Each line that follows should be printed again exactly as it stands.

Start of Material provided

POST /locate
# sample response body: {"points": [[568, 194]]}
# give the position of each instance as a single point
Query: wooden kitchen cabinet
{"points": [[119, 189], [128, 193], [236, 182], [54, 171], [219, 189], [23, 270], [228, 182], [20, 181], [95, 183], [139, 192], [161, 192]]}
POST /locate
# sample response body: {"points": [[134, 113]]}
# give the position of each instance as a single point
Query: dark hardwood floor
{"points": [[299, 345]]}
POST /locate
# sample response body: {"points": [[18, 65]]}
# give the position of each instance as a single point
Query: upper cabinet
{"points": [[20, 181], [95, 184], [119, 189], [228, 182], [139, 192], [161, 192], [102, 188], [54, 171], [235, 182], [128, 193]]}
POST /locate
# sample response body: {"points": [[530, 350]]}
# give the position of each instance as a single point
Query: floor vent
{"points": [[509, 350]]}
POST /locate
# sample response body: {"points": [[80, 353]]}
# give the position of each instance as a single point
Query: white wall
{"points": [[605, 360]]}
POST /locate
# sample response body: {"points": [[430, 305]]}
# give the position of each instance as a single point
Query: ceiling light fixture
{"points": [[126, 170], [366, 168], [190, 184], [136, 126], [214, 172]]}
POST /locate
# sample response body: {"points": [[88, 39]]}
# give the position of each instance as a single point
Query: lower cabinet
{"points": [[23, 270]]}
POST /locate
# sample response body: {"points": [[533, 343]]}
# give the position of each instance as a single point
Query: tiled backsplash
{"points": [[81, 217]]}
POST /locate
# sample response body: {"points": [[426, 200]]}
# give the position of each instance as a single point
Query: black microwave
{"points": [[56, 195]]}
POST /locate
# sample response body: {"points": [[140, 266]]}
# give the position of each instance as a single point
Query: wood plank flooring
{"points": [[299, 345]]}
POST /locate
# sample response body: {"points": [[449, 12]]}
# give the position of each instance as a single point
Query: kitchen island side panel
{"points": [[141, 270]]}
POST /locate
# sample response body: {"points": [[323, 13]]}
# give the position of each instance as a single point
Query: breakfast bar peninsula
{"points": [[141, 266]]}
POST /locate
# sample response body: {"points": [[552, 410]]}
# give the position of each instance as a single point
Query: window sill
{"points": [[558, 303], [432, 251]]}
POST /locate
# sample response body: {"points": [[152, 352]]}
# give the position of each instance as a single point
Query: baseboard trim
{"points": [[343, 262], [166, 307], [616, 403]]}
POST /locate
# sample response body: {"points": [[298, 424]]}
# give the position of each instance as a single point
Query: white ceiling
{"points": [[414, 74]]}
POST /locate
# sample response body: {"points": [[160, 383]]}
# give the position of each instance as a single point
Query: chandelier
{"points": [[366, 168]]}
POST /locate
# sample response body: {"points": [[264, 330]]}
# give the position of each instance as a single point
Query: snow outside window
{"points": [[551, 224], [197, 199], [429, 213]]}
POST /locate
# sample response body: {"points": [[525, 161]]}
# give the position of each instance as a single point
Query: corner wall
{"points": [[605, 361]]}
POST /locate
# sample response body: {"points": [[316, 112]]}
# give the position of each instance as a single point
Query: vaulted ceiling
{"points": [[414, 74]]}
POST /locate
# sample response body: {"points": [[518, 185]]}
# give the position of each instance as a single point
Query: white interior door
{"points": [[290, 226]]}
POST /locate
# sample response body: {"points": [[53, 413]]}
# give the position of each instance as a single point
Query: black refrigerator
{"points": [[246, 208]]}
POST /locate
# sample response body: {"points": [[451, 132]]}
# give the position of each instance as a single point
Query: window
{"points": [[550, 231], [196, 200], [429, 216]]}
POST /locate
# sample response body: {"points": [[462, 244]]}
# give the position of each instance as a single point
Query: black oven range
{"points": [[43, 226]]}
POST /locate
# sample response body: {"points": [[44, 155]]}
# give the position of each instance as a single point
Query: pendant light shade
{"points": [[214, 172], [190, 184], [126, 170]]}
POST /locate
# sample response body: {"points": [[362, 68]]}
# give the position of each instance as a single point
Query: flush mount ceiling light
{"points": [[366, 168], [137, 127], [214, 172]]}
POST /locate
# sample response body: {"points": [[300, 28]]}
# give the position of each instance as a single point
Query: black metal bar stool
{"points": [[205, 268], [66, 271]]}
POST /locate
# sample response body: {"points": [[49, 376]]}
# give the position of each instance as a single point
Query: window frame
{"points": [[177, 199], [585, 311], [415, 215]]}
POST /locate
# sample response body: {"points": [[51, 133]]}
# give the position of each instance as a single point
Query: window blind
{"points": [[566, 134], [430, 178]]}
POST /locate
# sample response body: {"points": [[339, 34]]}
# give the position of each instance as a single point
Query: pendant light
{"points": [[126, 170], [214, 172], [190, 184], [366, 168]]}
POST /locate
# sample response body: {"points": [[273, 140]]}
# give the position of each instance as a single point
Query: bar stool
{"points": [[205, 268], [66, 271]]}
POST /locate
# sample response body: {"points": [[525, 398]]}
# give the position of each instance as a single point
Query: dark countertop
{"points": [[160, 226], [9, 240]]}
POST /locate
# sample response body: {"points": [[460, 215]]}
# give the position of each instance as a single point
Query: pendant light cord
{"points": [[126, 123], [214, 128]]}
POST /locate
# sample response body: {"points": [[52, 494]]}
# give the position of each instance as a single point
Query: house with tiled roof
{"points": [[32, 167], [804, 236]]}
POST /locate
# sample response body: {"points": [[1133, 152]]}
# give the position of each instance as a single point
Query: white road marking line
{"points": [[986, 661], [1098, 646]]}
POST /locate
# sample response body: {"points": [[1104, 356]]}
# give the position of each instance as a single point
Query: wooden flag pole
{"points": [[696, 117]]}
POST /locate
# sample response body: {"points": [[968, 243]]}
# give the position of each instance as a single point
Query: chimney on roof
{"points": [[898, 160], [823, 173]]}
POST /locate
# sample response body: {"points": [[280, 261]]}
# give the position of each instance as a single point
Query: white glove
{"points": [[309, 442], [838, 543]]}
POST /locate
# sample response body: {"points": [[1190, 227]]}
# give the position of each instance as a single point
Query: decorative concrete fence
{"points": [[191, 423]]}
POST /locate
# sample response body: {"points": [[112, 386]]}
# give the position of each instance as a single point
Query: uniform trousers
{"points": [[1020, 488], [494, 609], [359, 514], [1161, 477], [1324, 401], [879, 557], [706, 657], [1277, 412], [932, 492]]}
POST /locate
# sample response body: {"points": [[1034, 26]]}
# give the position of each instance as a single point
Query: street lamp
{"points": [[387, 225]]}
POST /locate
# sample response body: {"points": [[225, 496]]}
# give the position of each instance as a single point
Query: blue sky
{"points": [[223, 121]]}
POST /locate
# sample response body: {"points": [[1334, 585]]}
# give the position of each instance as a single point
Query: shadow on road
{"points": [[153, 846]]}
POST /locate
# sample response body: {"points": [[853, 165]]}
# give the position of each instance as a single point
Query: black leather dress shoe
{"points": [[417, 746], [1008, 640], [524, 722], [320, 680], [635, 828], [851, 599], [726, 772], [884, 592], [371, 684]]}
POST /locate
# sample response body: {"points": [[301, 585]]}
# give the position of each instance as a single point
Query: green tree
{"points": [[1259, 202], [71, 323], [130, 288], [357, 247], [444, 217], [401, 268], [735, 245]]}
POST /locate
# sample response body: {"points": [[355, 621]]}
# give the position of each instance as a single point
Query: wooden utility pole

End of Material provided

### Result of the task
POST /locate
# sample response body: {"points": [[568, 194]]}
# give the position of each instance as a single point
Query: wooden kitchen cabinet
{"points": [[119, 189], [128, 193], [236, 182], [54, 171], [219, 189], [23, 270], [228, 182], [20, 181], [95, 183], [139, 192], [161, 192]]}
POST /locate
# sample response body: {"points": [[134, 113]]}
# give the position of each instance as a single point
Query: dark hardwood floor
{"points": [[299, 345]]}
POST /locate
# sample response body: {"points": [[18, 65]]}
# give the position of each instance as a single point
Query: upper cabinet
{"points": [[20, 181], [95, 184], [119, 189], [228, 182], [139, 192], [161, 192], [102, 188], [54, 171], [235, 182], [128, 193]]}
POST /locate
# sample response body: {"points": [[530, 350]]}
# give the position of each instance as a single point
Query: floor vent
{"points": [[509, 350]]}
POST /locate
# sample response body: {"points": [[80, 353]]}
# give the position of each instance as a single point
Query: white wall
{"points": [[605, 360]]}
POST /locate
# sample response body: {"points": [[430, 305]]}
# give the position of each instance as a single point
Query: ceiling light fixture
{"points": [[126, 170], [366, 168], [190, 184], [136, 126], [214, 172]]}
POST /locate
# sample response body: {"points": [[88, 39]]}
# give the position of each instance as a single point
Query: lower cabinet
{"points": [[23, 270]]}
POST /locate
# sample response body: {"points": [[533, 343]]}
# give the position of each instance as a single point
Query: tiled backsplash
{"points": [[81, 217]]}
POST /locate
# sample response body: {"points": [[426, 200]]}
# give the position of each instance as a single point
Query: black microwave
{"points": [[56, 195]]}
POST /locate
# sample response body: {"points": [[140, 266]]}
# give the position of each instance as a single point
Query: wood plank flooring
{"points": [[299, 345]]}
POST /locate
# sample response body: {"points": [[449, 12]]}
# give the position of each instance as a single point
Query: kitchen island side panel
{"points": [[141, 270]]}
POST /locate
# sample response body: {"points": [[323, 13]]}
# give the position of each instance as a single point
Query: breakfast bar peninsula
{"points": [[141, 266]]}
POST /locate
# sample response body: {"points": [[552, 410]]}
# give the position of each instance as a single point
Query: window sill
{"points": [[558, 303], [432, 251]]}
POST /locate
# sample response body: {"points": [[152, 352]]}
# give the position of each instance as a single point
Query: baseboard trim
{"points": [[343, 262], [166, 307], [616, 403]]}
POST /locate
# sample response body: {"points": [[298, 424]]}
# give the position of each instance as a single point
Query: white ceiling
{"points": [[414, 74]]}
POST /locate
# sample response body: {"points": [[160, 383]]}
# give the position of each instance as a single point
Query: chandelier
{"points": [[366, 168]]}
POST /locate
# sample response body: {"points": [[264, 330]]}
# give the position of each instance as a single point
Query: snow outside window
{"points": [[551, 224], [197, 199], [429, 213]]}
POST /locate
# sample response body: {"points": [[525, 161]]}
# give the position of each instance as a single point
Query: corner wall
{"points": [[605, 361]]}
POST /locate
# sample response body: {"points": [[316, 112]]}
# give the position of each instance as a single point
Query: vaulted ceiling
{"points": [[414, 74]]}
POST /locate
# sample response body: {"points": [[518, 185]]}
# give the position of each instance as a single point
Query: white interior door
{"points": [[290, 226]]}
POST /locate
# sample response body: {"points": [[53, 413]]}
# give the position of each instance as a single point
Query: black refrigerator
{"points": [[246, 208]]}
POST /locate
# sample response body: {"points": [[451, 132]]}
# give the position of each instance as a single point
Query: window
{"points": [[550, 231], [196, 200], [429, 216]]}
POST /locate
# sample response body: {"points": [[462, 244]]}
# give the position of each instance as a single point
Query: black oven range
{"points": [[43, 226]]}
POST /locate
# sample response body: {"points": [[44, 155]]}
# give the position of each instance as a single point
Query: pendant light shade
{"points": [[214, 172], [190, 184], [126, 170]]}
POST /locate
# sample response body: {"points": [[362, 68]]}
# give the position of each instance as a single point
Query: flush mount ceiling light
{"points": [[366, 168], [137, 127], [214, 172]]}
POST /locate
# sample response body: {"points": [[300, 28]]}
# give the position of each instance as a single point
Query: black metal bar stool
{"points": [[205, 268], [66, 271]]}
POST /locate
# sample response body: {"points": [[49, 376]]}
# give the position of each instance as a single point
Query: window frame
{"points": [[177, 199], [585, 311], [415, 215]]}
POST /locate
# sample response body: {"points": [[51, 133]]}
# give the position of each instance as a single point
Query: window blind
{"points": [[566, 134], [430, 178]]}
POST /locate
# sample response body: {"points": [[339, 34]]}
# give the position of each instance as a single point
Query: pendant light
{"points": [[126, 170], [214, 172], [190, 184], [366, 168]]}
POST /locate
# sample response body: {"points": [[273, 140]]}
# give the position of each instance as a single point
Query: bar stool
{"points": [[205, 268], [66, 271]]}
POST /locate
# sample response body: {"points": [[525, 398]]}
# give the position of each instance as a single point
Query: dark countertop
{"points": [[160, 226], [9, 240]]}
POST /locate
# sample response body: {"points": [[460, 215]]}
# give the position of each instance as a single point
Query: pendant light cord
{"points": [[126, 123], [214, 128]]}
POST /locate
# sample response body: {"points": [[52, 494]]}
# give the position of each instance as a single point
Query: house with tiled roof
{"points": [[32, 167], [804, 236]]}
POST /locate
# sample response body: {"points": [[1133, 152]]}
# give the position of each instance as a single point
Query: white road marking line
{"points": [[986, 661], [1098, 646]]}
POST /locate
# sample response body: {"points": [[1104, 356]]}
# give the position of each instance as a single point
Query: wooden flag pole
{"points": [[696, 117]]}
POST /locate
# sample response body: {"points": [[968, 243]]}
# give the position of each instance as a single point
Query: chimney on roof
{"points": [[898, 160], [823, 173]]}
POST /locate
# sample response body: {"points": [[280, 261]]}
# give the position of each instance as a single point
Query: white glove
{"points": [[309, 442], [838, 543]]}
POST /locate
# sample response body: {"points": [[1190, 227]]}
# give the position of each instance as a single point
Query: decorative concrete fence
{"points": [[191, 423]]}
POST /locate
# sample response body: {"points": [[112, 386]]}
# give the position of each instance as a single point
Query: uniform trousers
{"points": [[1020, 488], [494, 609], [359, 514], [1161, 477], [1324, 401], [879, 557], [706, 657], [1277, 412], [932, 492]]}
POST /locate
# sample response body: {"points": [[1034, 26]]}
# give the position of each instance as a single point
Query: street lamp
{"points": [[387, 225]]}
POST /locate
# sample response body: {"points": [[225, 496]]}
# give the position of each instance as a single point
Query: blue sky
{"points": [[223, 121]]}
POST /locate
# sample response body: {"points": [[1334, 585]]}
# give the position of each instance as a single point
Query: shadow on road
{"points": [[153, 846]]}
POST /locate
# sample response body: {"points": [[853, 165]]}
# give the position of each instance as a single point
Query: black leather dress shoe
{"points": [[417, 746], [1008, 640], [524, 722], [320, 680], [635, 828], [851, 599], [726, 772], [884, 592], [371, 684]]}
POST /locate
# sample response body: {"points": [[301, 585]]}
# give the position of each instance as a single point
Query: green tree
{"points": [[1259, 202], [71, 323], [130, 288], [357, 247], [444, 217], [401, 268], [735, 245]]}
POST /locate
# sample response body: {"points": [[355, 621]]}
# give the position of each instance as a single point
Query: wooden utility pole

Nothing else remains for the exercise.